* **BRIEF**:
Check every line of the data and copy the ones where "snow" appears.

* **INPUT FOR THIS TASK**:
== Segment start ==
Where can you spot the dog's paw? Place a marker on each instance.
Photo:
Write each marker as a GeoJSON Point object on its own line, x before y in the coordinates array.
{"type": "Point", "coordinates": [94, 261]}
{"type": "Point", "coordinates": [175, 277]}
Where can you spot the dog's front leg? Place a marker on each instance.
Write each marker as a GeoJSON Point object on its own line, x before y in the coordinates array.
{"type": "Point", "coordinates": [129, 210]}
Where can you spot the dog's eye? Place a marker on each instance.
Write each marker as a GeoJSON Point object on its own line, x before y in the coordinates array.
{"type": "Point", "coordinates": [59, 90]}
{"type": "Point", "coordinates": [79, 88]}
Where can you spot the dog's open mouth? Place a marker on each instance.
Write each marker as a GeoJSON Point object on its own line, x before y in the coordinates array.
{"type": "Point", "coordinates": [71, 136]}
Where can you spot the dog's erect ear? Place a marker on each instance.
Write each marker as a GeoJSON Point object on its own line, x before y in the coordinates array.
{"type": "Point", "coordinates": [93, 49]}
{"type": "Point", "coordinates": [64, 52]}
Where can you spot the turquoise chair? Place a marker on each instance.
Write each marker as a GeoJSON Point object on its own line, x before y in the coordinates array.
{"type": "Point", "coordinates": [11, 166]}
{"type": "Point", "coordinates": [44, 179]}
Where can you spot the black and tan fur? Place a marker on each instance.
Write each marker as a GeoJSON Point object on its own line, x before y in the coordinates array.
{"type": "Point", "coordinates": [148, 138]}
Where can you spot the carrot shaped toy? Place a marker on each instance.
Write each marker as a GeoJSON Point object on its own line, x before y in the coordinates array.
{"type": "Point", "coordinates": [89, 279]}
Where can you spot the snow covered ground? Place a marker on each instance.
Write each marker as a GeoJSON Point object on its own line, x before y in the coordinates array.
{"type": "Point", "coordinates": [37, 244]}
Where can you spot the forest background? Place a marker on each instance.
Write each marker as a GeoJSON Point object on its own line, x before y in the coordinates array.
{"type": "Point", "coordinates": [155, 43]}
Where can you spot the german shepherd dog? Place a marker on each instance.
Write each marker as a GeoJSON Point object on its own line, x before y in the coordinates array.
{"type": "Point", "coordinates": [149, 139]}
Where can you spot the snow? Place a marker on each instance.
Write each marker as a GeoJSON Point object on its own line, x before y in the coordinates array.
== Segment end ==
* **RESULT OF THIS EXERCISE**:
Where can you spot the snow covered ground? Place a marker on each instance.
Where can you spot the snow? Place a marker on each instance.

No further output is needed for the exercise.